Passage -
Principal of De Kalb Township High School, De Kalb, Ill.

What I shall describe is a practical experiment in vocational guidance that we have been carrying on in our town for a number of years. Ours is a town of about 10,000 people, a manufacturing center, with definite agricultural, commercial, and professional elements. Although the work was designed for this community, its elements are such that it might be adapted to towns of larger or smaller size.

We undertook this problem of guidance for the following reasons: We felt that we were sending students into the world with very little understanding of the vocations into which they were to go, and with very little idea of the meaning of the industrial world about them. We felt that guidance was a practical problem that demanded immediate action; that we could not wait till a perfect system for guidance was devised, but that we must do something at once. In taking up our task we decided, first of all, that we ought to know our school from an occupational point of view. Accordingly, we took a survey to find how many different prospective occupations were represented among our students. Perhaps some figures of the results of the survey will be of interest. We found that about 30 per cent of our students had made no choice of an occupation. Here was a problem-to find material for these children which might help them to make an intelligent decision. Next, we discovered that about 23 per cent of all the students, or about 50 per cent of the girls, were going into teaching. Here was another definite

1 It should be remembered that Northern Illinois State Normal University is located in this town, which accounts for these figures.

group to be considered in any guidance work. Our next largest group was bookkeeping and stenography, with 10 per cent choosing these occupations. Next was agriculture, with 8 per cent; and then came engineering, toward which about 5 per cent of the boys were aiming. Then, in smaller groups, came the machine trades, music, and, finally, a number of scattering occupations.

We had gathered some definite facts which would be of help to us in planning our school work, but we had found also that we had a complicated problem if we were to prepare people definitely for the 24 different occupations represented in our survey.

The next problem was, Could we use our school as a laboratory to help different vocational courses? Could we organize it so that the curriculum would represent in a general way some of the great groups of industry, such as commercial work, trade work, agricultural work, professional work, and domestic arts? Would it not be advisable to let each of our vocational teachers become a specialist in the industrial conditions in his line in our community? For instance, would it not be worth while to ask our commercial man to become thoroughly familiar with commercial conditions in De Kalb; our manual training man, with trade conditions; our agricultural man, with farm conditions; the principal, with professional conditions?

With this idea in mind, we began to study our community, and we devised several blank forms for the purpose of making a survey. For instance, we had what we call our industrial blank, by means of which we made a sort of survey of the industrial conditions in the community. We asked the employer to tell us how many boys he employed; at what wages they were employed; what he paid his men. Then we asked some general questions, as, Are boys deficient in shop work, in mechanical drawing, in book work, or in character qualities?

On our commercial blank we asked the employers questions related to commercial lines, such as the wages paid in stores, the chance of advancement, whether boys were deficient in penmanship, spelling, arithmetic, business training.

To get at these facts in trade lines, we asked our manual-training teacher to go out into the community, from shop to shop and to get, as far as possible, answers to the questions indicated above; our commercial man was to do the same in the stores. We found very soon that we got better results by going to the shop foremen than we did by going to the heads of the business.

(Rows from a pointing data set)
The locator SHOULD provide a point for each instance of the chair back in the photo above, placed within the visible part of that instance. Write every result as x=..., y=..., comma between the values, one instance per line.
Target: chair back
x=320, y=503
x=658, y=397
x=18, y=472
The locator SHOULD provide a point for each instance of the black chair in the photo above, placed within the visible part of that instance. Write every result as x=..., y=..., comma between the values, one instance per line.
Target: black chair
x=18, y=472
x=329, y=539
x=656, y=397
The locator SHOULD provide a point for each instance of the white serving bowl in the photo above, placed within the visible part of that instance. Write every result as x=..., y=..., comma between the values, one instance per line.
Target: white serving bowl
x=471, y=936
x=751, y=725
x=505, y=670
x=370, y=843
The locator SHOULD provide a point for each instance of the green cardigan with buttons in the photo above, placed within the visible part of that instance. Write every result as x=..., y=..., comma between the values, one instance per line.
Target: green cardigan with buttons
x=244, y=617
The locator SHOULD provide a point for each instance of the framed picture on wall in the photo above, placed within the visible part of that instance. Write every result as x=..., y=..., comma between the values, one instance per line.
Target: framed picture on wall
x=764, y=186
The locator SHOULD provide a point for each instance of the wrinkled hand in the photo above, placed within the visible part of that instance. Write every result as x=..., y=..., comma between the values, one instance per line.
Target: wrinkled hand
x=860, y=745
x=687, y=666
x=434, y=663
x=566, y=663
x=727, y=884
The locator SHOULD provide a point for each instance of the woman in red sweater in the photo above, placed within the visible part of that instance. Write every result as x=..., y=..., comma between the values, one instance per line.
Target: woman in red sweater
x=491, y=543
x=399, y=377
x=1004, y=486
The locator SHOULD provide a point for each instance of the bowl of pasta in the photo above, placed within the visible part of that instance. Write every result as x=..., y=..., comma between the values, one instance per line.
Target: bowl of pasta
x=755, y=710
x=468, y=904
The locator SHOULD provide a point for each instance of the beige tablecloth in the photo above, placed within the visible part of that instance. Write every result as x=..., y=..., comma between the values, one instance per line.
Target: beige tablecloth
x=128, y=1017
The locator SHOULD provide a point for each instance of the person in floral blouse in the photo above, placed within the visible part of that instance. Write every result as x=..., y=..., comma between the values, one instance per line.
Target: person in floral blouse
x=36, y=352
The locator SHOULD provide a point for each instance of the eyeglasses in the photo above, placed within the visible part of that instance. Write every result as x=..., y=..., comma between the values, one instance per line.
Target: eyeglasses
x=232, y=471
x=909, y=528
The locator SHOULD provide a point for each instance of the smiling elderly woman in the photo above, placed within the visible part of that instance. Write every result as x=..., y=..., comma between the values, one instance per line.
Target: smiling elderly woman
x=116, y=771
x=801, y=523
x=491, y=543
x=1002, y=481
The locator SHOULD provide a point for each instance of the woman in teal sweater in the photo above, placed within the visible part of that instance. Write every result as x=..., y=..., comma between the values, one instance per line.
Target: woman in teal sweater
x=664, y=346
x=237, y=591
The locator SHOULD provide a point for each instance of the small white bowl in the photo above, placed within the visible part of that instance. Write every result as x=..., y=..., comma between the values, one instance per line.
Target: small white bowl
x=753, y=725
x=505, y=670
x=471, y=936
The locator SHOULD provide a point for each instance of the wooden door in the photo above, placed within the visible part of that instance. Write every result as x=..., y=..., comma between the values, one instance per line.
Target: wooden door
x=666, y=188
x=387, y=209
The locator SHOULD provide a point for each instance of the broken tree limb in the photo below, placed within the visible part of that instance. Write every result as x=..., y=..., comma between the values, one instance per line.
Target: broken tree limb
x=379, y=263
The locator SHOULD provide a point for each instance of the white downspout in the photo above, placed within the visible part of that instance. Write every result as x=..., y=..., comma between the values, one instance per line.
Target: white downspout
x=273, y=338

Request A -
Answer these questions from the passage on vocational guidance:
(i) About how many people live in the town?
(ii) What share of the students had made no choice of an occupation?
(iii) Whom did the school find it got better results from than the heads of the business?
Request B - Please copy the records from the line with "of the smiling" up to and including the line with "x=237, y=591", and shift every coordinate in the answers by adding 68 to it.

Response A -
(i) About 10,000
(ii) About 30 per cent
(iii) The shop foremen

Response B -
The locator SHOULD provide a point for each instance of the smiling elderly woman in the photo above, placed within the visible part of that instance. Write every result as x=..., y=..., comma between the values, one instance per line.
Target: smiling elderly woman
x=184, y=839
x=869, y=591
x=559, y=611
x=1070, y=549
The locator SHOULD provide a point for each instance of the woman in teal sweater in the photo above, placed within the visible part of that instance. Write every result as x=..., y=..., comma between the values, one instance per line.
Target: woman in teal sweater
x=732, y=414
x=305, y=659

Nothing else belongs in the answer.